** Start Information given **

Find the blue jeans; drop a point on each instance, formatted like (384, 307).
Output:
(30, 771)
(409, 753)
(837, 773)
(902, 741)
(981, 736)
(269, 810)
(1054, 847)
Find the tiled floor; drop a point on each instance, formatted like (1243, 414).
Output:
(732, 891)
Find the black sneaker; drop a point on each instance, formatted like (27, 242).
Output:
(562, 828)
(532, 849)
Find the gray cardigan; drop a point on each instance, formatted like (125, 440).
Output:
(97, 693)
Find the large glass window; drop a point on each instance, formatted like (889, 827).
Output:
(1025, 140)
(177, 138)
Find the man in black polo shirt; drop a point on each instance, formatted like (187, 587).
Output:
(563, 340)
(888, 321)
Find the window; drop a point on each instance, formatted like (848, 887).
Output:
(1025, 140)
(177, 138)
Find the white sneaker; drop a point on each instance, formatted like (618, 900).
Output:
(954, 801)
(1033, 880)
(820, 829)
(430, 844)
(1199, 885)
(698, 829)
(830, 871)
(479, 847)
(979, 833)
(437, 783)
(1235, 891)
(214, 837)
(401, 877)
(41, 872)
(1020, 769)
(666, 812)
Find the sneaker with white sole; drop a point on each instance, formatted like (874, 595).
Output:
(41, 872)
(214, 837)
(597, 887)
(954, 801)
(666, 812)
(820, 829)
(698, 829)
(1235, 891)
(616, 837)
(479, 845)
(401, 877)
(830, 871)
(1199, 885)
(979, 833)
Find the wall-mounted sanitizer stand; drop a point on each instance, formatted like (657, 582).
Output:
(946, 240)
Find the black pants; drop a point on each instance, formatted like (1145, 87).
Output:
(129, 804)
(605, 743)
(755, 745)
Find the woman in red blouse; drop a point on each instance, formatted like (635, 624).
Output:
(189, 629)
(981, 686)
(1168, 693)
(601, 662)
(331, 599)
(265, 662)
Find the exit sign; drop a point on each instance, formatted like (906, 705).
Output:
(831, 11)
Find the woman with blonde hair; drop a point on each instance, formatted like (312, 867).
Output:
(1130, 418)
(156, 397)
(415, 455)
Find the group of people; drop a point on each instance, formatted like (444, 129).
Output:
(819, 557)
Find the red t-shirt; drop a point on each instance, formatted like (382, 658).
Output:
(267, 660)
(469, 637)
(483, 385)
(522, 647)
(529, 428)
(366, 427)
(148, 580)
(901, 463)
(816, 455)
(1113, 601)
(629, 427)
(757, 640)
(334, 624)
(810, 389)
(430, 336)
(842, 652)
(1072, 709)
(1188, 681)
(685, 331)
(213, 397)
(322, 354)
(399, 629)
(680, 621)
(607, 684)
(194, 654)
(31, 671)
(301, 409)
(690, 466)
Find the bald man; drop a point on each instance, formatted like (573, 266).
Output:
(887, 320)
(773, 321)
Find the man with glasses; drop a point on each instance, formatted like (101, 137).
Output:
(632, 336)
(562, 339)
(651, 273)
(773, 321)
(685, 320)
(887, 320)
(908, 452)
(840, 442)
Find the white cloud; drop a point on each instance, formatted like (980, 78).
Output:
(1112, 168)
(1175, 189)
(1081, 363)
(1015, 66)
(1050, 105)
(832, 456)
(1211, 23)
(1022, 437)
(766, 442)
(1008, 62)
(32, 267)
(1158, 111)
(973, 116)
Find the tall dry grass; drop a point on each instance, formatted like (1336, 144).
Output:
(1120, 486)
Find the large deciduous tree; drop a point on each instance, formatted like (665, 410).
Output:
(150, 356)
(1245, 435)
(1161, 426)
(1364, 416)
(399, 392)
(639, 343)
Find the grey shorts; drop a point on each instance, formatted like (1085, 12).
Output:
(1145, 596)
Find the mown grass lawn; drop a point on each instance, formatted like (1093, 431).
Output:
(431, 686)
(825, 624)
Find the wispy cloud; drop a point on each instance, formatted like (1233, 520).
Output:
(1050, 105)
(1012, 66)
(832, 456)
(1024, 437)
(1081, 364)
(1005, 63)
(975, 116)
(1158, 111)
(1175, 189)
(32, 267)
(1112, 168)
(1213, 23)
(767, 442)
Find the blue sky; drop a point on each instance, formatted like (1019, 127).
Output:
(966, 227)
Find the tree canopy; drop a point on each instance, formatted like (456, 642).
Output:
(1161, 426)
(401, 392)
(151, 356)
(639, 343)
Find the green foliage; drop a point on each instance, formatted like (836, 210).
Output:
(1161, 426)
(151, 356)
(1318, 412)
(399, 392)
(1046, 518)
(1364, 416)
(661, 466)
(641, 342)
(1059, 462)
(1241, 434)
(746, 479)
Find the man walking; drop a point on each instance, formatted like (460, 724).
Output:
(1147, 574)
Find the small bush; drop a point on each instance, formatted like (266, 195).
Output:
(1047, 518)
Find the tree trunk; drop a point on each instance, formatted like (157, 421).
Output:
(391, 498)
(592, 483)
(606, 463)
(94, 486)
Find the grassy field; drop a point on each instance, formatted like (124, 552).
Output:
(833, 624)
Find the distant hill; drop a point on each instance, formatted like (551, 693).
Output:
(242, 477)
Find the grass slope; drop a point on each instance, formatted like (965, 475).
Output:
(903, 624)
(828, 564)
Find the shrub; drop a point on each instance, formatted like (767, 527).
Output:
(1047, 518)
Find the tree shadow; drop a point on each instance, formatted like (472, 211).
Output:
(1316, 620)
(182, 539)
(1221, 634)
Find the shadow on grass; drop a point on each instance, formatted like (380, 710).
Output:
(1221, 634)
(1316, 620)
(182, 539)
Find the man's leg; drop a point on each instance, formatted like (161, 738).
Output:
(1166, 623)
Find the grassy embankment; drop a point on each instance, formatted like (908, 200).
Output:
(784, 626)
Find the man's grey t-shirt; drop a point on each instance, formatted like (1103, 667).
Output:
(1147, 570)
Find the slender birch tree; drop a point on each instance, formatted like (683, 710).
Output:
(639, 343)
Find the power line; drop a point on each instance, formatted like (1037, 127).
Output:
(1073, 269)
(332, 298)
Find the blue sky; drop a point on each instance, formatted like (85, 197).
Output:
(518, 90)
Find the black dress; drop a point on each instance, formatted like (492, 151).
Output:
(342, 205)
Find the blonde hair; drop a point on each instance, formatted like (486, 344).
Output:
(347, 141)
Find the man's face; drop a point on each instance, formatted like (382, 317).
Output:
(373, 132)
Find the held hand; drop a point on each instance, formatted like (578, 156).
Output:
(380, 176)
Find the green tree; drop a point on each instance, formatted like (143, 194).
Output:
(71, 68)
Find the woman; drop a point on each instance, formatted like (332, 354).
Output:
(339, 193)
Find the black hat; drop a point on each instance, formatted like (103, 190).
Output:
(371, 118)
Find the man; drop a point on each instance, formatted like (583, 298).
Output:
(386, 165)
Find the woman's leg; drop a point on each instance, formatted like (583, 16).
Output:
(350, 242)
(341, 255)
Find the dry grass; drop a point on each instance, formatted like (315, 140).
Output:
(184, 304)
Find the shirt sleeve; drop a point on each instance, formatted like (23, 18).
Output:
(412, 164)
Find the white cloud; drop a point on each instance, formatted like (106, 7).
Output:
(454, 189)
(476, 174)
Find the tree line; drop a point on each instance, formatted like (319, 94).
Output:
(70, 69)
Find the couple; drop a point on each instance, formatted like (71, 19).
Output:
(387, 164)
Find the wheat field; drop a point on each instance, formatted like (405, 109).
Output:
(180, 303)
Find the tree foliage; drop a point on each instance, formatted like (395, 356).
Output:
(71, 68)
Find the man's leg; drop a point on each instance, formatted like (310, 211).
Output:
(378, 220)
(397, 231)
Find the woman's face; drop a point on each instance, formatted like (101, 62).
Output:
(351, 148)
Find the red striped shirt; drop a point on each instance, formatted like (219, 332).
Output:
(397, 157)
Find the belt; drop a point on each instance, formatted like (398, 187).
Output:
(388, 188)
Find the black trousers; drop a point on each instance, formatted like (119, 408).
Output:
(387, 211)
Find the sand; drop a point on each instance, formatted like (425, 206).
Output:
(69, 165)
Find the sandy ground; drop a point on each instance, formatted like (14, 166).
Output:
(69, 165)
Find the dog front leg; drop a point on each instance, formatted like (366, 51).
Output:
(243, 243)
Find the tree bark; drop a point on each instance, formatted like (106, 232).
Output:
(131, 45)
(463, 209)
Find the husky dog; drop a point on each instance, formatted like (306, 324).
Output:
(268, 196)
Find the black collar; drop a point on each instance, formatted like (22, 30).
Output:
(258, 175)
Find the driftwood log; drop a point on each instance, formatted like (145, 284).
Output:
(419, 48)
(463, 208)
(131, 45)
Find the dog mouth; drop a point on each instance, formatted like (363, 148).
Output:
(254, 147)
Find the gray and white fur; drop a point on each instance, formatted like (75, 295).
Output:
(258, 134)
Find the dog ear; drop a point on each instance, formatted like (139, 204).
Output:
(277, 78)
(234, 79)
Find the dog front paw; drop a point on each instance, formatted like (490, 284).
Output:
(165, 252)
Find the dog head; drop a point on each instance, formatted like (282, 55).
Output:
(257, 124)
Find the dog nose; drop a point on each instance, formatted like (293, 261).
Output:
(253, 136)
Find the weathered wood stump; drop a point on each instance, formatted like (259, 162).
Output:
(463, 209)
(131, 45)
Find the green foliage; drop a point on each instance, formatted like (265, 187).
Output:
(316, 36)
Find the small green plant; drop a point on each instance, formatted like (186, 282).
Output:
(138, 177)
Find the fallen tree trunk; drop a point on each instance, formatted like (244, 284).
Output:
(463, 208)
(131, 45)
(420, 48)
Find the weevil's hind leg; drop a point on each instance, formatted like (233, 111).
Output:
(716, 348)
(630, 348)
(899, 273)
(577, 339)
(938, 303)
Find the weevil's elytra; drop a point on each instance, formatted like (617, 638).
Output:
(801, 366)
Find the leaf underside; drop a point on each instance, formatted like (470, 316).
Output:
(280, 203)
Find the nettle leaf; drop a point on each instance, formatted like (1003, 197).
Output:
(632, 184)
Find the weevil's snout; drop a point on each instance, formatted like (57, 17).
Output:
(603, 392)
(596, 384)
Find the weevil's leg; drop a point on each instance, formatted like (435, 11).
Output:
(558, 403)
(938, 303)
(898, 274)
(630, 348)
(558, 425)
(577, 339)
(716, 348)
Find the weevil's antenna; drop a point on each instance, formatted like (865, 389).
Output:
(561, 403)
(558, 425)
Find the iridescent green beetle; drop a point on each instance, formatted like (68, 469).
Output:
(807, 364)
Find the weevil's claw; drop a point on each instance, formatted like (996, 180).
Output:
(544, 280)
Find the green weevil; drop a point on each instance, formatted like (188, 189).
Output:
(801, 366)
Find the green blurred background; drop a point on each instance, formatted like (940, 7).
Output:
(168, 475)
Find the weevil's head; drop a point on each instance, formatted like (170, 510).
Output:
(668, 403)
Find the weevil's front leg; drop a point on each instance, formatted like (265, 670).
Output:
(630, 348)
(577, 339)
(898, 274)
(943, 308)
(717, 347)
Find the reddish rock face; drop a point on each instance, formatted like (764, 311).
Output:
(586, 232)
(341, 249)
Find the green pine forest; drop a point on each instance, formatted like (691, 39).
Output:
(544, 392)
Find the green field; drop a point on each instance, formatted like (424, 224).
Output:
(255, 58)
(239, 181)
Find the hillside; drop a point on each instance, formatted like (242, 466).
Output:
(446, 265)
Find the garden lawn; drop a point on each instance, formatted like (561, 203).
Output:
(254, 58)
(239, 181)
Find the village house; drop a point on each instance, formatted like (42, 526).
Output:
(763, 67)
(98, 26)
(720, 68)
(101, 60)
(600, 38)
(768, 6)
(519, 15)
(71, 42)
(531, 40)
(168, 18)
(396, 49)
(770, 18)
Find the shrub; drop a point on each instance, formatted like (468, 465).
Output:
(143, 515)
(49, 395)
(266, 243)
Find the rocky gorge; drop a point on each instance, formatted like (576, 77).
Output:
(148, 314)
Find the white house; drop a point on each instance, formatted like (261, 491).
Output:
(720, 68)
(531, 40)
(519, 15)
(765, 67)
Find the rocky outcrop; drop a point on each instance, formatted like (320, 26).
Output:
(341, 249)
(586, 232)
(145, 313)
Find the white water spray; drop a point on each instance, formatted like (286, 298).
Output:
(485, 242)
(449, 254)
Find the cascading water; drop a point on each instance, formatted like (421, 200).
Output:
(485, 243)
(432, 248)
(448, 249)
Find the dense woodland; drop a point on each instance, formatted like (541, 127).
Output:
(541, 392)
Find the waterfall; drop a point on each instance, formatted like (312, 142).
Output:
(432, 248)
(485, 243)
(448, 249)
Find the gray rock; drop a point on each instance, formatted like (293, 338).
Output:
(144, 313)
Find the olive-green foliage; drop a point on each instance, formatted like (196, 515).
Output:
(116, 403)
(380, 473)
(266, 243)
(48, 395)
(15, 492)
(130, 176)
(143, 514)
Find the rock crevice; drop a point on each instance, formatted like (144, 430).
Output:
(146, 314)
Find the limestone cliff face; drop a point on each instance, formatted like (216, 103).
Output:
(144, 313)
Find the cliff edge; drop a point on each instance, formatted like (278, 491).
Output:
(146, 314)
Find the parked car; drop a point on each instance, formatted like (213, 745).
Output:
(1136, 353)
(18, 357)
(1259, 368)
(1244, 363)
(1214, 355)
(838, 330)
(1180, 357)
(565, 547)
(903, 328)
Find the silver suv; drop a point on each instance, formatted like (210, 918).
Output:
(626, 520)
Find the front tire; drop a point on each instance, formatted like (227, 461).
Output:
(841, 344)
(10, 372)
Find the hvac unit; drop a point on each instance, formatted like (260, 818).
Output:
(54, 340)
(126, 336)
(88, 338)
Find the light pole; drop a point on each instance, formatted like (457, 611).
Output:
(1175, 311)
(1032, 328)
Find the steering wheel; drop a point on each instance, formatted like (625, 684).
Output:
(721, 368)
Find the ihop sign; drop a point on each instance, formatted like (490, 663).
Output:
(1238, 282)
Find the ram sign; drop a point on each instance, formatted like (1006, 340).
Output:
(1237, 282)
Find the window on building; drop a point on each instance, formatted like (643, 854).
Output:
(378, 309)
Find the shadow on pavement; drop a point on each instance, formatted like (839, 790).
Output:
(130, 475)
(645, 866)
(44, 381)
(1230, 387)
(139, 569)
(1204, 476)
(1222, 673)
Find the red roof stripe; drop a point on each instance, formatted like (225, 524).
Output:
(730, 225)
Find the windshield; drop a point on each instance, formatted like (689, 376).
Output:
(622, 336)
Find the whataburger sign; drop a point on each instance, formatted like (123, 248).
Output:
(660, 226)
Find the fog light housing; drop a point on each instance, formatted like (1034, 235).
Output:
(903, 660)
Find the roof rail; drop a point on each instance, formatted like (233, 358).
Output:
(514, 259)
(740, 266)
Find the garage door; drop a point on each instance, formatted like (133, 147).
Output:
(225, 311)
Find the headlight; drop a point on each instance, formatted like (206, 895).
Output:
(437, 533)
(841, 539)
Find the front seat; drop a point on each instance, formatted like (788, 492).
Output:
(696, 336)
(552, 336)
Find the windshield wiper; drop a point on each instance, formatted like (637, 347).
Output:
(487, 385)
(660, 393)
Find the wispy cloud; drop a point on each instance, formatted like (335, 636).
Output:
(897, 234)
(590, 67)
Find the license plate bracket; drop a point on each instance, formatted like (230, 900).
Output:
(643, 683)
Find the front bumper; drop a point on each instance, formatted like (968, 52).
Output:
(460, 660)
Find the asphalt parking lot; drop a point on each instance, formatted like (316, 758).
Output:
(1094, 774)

** End Information given **

→ Task objective
Starting with the line that contains "Find the window on" and going on through the line that contains "(1222, 673)", write out every line again, requests included. Scale each point coordinate in the answers by 0.65 and round it to a whole number, rounding halves up, while leaving the sample coordinates in the requests unchanged.

→ Task result
Find the window on building; drop a point on each instance, formatted like (643, 854).
Output:
(246, 201)
Find the shadow on pavement; drop a point on each instance, formatted like (839, 790).
Output:
(85, 309)
(419, 563)
(29, 248)
(800, 252)
(90, 370)
(783, 309)
(794, 437)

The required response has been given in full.